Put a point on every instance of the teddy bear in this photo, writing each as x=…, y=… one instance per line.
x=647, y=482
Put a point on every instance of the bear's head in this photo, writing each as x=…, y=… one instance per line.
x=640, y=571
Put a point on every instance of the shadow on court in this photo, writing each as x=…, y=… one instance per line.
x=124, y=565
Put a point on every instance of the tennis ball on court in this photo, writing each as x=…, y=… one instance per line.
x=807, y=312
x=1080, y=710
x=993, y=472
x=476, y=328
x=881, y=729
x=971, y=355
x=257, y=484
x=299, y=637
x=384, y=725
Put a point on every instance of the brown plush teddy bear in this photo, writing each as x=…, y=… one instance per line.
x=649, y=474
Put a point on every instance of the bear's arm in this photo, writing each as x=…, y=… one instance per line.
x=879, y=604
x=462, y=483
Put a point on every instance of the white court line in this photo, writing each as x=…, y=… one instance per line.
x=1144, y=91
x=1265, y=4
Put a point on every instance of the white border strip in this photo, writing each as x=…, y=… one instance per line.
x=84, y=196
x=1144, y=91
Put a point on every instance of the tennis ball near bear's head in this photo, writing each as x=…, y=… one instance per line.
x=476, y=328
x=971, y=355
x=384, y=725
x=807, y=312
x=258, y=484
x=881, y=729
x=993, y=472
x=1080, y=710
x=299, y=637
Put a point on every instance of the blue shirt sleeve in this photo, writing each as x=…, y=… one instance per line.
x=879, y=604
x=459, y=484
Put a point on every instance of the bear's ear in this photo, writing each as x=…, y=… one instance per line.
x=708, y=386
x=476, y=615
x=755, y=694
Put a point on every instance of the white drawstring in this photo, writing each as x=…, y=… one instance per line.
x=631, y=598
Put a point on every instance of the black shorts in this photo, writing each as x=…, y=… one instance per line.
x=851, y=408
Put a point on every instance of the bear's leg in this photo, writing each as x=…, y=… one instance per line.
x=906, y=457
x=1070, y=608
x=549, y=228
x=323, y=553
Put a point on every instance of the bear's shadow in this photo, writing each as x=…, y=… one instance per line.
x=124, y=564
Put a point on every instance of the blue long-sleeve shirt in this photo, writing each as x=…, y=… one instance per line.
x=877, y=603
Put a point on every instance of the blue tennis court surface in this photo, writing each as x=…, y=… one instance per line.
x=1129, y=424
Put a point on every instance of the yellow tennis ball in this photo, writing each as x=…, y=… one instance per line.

==

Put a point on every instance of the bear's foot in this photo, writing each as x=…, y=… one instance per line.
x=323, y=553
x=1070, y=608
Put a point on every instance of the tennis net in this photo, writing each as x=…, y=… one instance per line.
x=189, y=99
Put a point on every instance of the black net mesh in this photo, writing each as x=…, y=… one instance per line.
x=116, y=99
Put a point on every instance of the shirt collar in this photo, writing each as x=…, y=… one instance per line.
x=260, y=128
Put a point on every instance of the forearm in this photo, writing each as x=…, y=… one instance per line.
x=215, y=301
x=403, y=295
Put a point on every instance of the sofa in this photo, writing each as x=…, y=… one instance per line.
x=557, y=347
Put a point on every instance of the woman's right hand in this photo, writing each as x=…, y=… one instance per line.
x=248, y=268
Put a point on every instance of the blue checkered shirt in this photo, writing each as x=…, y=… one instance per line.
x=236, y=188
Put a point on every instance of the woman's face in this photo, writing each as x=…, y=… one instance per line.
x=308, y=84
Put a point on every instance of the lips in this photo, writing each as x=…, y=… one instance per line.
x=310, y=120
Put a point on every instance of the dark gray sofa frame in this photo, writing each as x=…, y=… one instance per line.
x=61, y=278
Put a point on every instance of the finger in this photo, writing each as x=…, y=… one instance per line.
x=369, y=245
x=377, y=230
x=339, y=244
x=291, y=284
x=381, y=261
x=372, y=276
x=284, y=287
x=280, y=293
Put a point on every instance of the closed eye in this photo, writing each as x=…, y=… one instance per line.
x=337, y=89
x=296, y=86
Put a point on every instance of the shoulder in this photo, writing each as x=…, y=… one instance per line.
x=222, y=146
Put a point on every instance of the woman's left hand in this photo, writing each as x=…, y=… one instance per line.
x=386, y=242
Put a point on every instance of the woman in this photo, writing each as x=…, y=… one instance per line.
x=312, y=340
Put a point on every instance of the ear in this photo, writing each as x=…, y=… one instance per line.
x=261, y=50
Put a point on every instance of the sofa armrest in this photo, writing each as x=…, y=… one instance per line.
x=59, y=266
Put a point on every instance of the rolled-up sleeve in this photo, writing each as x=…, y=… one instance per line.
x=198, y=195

...

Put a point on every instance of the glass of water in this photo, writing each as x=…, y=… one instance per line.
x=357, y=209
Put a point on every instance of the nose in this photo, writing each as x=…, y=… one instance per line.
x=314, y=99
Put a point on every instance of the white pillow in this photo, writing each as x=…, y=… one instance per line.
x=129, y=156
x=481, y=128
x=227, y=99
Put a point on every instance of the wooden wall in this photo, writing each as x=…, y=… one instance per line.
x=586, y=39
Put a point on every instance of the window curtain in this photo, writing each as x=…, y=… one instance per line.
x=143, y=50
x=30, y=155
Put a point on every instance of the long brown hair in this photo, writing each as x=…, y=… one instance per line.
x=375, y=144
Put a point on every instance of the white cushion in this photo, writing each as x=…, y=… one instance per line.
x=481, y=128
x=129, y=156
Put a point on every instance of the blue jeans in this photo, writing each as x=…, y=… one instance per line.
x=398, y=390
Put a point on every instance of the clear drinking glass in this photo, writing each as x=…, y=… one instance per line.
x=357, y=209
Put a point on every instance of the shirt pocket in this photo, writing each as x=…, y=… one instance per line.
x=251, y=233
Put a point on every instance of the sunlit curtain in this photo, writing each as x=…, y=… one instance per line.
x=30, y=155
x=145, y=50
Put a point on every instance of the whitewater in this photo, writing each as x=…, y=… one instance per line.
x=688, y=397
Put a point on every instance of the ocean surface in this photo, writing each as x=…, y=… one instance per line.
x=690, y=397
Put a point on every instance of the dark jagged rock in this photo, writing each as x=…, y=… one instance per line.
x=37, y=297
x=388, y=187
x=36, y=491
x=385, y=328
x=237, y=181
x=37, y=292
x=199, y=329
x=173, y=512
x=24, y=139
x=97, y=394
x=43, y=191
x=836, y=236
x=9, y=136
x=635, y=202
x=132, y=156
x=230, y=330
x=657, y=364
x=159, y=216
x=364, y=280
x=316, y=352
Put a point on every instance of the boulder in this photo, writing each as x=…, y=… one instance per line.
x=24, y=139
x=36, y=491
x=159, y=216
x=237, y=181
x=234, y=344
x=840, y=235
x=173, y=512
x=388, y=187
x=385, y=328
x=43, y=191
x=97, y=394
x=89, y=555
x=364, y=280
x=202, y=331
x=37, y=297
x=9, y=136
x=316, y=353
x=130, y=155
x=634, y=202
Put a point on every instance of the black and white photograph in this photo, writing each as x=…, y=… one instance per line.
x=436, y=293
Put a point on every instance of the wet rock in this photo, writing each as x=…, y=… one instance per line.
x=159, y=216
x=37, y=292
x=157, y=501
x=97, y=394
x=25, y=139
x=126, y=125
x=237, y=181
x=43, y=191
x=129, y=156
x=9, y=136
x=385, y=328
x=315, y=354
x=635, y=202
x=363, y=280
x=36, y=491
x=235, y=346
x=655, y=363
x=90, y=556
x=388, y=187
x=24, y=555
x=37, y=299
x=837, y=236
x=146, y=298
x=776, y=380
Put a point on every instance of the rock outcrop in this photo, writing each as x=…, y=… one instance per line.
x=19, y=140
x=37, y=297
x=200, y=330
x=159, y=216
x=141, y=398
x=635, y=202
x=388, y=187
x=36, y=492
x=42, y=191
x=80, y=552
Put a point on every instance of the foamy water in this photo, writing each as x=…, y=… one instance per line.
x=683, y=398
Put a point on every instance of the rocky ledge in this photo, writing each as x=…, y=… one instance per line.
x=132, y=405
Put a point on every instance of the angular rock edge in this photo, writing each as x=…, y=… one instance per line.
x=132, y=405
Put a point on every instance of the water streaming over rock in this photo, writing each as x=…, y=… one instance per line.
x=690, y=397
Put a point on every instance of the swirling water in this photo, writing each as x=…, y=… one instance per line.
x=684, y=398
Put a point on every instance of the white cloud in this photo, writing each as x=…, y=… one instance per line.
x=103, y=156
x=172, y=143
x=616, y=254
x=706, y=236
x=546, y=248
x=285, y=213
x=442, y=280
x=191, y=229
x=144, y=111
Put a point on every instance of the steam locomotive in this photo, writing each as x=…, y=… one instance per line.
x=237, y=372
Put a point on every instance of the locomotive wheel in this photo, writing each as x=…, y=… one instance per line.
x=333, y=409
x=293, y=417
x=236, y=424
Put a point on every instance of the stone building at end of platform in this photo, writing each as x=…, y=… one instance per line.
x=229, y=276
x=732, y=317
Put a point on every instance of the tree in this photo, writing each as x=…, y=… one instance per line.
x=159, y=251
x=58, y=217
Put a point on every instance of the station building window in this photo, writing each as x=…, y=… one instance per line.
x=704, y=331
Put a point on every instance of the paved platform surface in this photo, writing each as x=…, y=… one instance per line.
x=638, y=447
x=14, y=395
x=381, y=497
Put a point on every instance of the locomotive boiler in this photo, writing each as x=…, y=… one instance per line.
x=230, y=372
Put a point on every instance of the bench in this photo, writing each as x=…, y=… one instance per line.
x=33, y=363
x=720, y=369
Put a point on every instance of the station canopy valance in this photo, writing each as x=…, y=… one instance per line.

DIRECTIONS:
Please rewrite the items in the part that opens with the line containing "Put a point on every instance of the rocky" and closes with the line containing "x=684, y=398", replacing "swirling" with "churning" and keeping everything else unchanged. Give only those lines.

THE REPLY:
Put a point on every instance of the rocky ledge in this photo, writing each as x=…, y=… one instance per line.
x=132, y=405
Put a point on every instance of the angular rock edge in this photo, writing each as x=…, y=… one instance per line.
x=132, y=405
Put a point on every instance of the water streaming over rock in this photo, writing each as x=…, y=… one instance per line.
x=690, y=397
Put a point on every instance of the churning water in this photo, writing each as x=…, y=… one instance per line.
x=684, y=398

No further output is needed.